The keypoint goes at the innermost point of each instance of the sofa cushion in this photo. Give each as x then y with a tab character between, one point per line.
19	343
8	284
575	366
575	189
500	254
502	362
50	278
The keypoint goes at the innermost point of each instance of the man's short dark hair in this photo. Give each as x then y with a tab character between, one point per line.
****
_Exercise aim_. Your reply should consist of the records, copied exactly.

_The completed task_.
The keypoint goes at the innermost point of each instance of the sofa cushion in this photo. Give each as x then y with a tab character between, one point per line.
19	343
8	284
575	366
575	189
500	254
502	362
50	278
The keypoint goes at the innermost point of each instance of the man's short dark hair in this photo. Give each as x then y with a tab character between, one point per line.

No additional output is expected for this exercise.